The mappings field 1708 may indicate one or more child nodes (e.g., sub-nodes) under the root node 1702 that correspond to various body segments. For example, thepresentation engine 1606 may use the mappings field 1708 to determine where in the glTF to find information about certain body segments which have interactivity. The mappings field 1708 may indicate that, for example, information about the right hand is in a particular node of the node hierarchy and that the node is associated with interactivity information that may be in another node of the node hierarchy. In some cases, the interactivity information of a node/sub-node may include information about whether and/or how the body segment associated with the node/sub-node can interact with other objects and/or the environment.

The sources field 1710 may indicate where certain information may be located in the input information. For example, the input information may be received in one or more data streams, and the sources field 1710 may include information indicating where in the data streams certain information is located. As a more specific example, the sources field 1710 may indicate that body pose information may be available in a certain segment of a deformation map data stream.

Upon reconstruction of the virtual representation (or avatar) from its representation, the mesh data can be mapped to the signaled mesh structure. The system can map interactivity metadata into the reconstructed virtual representation (or avatar) mesh.

The scene description can include a description of the 3D reconstructed virtual representation (or avatar) as a dynamic mesh and/or as a skinned mesh. The system or pipeline of FIG. 17 may take different representations of the virtual representation (or avatar) and perform the 3D reconstruction. The reconstructed avatar components may then be fed into the presentation engine of FIG. 16 for rendering. Examples of inputs into the system of FIG. 16 can include basic meshes, one or more different types of textures, color images (e.g., red-green-blue (RGB) images) and/or depth images, deformation parameters, skinning weights, any combination thereof, and/or other inputs.
= = = = =
• **WHAT IS NEEDED**:
Answer these questions from the avatar reconstruction excerpt above:
(a) According to the excerpt, what does the mappings field 1708 indicate under the root node 1702?
(b) Where may the sources field 1710 indicate that body pose information is available?
(c) Where are the reconstructed avatar components fed for rendering?
= = = = =
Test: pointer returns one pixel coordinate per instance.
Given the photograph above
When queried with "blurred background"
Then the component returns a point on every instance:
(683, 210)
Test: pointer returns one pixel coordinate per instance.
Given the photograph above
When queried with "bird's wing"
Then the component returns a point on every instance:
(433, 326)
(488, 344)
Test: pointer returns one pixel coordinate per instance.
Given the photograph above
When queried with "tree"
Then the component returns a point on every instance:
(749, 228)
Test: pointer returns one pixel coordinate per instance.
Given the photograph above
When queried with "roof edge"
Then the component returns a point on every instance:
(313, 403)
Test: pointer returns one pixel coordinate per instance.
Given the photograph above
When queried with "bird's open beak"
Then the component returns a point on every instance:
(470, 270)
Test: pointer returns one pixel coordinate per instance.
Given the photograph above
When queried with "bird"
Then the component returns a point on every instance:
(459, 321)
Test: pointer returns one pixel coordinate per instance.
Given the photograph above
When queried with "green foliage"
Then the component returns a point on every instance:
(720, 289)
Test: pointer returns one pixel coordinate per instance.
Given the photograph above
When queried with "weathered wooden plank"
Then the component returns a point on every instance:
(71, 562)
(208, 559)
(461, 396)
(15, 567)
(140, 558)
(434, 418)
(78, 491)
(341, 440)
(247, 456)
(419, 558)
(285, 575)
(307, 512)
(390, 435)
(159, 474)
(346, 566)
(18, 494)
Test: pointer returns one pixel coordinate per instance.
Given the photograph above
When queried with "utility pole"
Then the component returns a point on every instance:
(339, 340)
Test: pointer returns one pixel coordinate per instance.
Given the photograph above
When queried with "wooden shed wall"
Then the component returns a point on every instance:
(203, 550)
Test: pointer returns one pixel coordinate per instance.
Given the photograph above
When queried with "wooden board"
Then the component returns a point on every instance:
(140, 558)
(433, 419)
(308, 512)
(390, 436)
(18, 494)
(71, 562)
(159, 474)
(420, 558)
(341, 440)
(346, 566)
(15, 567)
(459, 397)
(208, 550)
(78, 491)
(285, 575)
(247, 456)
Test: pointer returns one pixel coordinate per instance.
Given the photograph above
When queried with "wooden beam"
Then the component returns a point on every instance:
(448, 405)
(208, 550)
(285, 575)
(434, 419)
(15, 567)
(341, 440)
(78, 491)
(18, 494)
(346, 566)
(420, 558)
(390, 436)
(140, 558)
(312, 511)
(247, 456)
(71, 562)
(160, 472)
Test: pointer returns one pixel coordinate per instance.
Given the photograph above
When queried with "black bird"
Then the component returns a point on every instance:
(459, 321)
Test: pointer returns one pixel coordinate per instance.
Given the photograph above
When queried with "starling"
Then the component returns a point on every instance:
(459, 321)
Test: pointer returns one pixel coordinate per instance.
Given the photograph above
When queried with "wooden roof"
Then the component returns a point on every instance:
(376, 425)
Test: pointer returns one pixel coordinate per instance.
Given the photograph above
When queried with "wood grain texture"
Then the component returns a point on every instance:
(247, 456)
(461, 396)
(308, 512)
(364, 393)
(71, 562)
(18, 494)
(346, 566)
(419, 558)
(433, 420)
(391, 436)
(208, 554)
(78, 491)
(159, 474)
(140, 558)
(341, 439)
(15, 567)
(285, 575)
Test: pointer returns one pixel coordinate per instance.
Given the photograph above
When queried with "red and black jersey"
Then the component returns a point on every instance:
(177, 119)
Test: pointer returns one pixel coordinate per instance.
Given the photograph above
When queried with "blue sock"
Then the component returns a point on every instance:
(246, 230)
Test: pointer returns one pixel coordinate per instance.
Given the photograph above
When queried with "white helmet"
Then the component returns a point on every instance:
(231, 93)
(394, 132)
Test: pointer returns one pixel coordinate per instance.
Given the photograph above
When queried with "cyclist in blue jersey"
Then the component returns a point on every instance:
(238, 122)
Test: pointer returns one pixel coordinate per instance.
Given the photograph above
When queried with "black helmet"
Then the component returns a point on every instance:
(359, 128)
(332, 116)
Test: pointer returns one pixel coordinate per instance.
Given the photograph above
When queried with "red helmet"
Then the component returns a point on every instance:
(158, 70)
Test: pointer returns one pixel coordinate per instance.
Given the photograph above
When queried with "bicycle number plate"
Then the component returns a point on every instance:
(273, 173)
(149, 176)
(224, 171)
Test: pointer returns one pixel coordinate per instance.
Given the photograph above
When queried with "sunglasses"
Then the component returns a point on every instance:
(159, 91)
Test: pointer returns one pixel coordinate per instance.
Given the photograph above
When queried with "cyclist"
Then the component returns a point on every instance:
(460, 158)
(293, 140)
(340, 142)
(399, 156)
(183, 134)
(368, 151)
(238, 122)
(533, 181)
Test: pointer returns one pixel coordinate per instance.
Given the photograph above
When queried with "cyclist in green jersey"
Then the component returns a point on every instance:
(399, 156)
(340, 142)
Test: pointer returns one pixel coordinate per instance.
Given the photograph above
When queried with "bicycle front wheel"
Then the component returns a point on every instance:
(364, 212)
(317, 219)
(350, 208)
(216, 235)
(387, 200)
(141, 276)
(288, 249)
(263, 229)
= = = = =
• **THE RESPONSE**:
(a) One or more child nodes (sub-nodes) that correspond to various body segments.
(b) In a certain segment of a deformation map data stream.
(c) Into the presentation engine of FIG. 16.